» WORK ITEM
Report every line below that carries the word "drawstring".

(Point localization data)
-------------------------

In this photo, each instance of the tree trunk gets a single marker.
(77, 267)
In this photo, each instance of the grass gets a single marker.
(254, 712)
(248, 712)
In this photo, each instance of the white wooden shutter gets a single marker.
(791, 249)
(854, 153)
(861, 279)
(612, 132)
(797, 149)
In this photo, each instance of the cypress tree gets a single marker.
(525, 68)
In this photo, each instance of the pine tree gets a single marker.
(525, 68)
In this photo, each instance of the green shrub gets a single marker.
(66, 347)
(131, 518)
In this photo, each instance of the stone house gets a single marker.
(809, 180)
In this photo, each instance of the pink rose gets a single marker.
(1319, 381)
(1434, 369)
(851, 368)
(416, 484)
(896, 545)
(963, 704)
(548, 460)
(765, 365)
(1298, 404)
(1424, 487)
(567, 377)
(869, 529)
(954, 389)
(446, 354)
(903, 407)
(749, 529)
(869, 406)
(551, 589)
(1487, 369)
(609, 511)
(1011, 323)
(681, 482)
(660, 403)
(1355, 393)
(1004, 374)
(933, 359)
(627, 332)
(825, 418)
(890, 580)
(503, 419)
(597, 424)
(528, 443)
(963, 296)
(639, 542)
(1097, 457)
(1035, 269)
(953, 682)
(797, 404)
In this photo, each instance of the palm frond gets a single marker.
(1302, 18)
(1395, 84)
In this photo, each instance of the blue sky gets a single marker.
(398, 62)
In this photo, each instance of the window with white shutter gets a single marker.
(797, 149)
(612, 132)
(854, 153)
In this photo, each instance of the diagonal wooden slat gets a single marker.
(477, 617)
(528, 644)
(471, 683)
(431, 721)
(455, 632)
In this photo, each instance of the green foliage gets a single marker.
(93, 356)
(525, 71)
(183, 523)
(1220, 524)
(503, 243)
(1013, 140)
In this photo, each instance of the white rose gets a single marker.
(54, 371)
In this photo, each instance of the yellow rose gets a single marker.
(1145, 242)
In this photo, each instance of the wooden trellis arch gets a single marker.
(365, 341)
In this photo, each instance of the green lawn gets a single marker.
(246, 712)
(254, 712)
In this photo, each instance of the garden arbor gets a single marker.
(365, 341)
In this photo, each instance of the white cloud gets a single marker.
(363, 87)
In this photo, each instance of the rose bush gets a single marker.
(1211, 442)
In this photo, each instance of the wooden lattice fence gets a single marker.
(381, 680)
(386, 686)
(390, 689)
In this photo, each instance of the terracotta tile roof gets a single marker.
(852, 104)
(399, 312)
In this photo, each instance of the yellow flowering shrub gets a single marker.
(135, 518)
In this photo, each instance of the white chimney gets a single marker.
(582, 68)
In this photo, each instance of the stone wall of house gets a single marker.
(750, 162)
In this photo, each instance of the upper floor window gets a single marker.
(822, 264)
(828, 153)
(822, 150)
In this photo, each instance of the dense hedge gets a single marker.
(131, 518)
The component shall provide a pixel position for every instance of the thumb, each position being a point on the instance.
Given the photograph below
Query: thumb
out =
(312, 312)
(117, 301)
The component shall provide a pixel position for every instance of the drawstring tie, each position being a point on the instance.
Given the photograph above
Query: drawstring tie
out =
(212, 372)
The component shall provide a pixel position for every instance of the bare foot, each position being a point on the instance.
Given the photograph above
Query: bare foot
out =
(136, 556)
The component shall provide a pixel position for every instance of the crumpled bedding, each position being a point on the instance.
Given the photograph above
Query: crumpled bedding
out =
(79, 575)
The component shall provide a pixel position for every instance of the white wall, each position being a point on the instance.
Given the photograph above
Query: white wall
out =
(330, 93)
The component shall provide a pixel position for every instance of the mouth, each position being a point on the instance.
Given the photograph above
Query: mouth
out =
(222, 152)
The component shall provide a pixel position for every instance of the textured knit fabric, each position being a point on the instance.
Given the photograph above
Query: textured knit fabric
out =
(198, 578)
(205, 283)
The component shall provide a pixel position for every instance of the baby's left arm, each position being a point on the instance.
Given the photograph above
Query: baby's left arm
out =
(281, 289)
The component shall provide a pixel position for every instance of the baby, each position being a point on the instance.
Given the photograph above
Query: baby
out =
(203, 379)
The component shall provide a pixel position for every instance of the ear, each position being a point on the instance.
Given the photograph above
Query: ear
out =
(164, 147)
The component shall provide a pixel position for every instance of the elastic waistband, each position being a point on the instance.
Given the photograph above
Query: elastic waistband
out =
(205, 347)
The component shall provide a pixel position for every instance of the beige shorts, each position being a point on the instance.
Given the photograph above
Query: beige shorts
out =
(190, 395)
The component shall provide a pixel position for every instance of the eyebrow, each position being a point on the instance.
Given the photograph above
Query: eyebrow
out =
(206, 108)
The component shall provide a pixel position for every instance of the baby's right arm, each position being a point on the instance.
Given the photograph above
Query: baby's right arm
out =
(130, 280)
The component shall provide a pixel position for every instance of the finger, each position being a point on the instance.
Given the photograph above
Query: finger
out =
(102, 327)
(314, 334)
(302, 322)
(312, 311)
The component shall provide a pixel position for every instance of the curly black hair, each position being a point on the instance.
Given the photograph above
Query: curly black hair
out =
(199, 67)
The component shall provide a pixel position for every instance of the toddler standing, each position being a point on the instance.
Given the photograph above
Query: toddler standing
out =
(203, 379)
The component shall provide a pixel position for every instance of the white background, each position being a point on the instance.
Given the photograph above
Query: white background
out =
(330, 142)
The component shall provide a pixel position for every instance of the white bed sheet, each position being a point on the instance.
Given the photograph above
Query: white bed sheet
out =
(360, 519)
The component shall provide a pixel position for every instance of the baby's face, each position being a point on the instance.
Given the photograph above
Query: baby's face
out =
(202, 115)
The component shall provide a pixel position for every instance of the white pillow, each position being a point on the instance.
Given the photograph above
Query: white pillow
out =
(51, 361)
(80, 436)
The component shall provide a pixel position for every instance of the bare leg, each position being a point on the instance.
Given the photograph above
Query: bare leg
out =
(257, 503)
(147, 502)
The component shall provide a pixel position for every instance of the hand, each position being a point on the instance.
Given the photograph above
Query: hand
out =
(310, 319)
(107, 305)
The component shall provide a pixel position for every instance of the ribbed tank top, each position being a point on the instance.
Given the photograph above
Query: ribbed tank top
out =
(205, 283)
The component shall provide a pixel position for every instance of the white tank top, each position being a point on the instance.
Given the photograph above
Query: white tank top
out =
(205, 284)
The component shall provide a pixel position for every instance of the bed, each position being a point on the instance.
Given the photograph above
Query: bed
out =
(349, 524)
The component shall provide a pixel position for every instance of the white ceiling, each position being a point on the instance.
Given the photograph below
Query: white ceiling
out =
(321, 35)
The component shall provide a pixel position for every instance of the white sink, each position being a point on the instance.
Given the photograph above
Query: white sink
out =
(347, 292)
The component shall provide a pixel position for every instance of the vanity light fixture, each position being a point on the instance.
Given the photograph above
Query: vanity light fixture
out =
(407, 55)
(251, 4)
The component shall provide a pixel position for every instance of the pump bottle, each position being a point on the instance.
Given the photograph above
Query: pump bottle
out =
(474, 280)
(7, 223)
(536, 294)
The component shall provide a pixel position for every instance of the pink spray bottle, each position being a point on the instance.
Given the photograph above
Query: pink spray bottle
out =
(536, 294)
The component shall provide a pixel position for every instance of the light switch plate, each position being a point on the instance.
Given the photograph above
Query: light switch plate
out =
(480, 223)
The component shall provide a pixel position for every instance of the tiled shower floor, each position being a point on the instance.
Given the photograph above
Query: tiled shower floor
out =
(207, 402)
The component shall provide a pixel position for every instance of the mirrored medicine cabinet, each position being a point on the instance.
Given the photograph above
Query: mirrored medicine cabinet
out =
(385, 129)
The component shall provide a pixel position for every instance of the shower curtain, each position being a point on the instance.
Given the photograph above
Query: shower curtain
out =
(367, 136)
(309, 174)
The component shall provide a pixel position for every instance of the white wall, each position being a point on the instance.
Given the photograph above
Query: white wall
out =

-------------------------

» RESPONSE TO THE TASK
The component shall provide a pixel position for every instance of the drawstring tie, each position being a point on the instance.
Query: drawstring tie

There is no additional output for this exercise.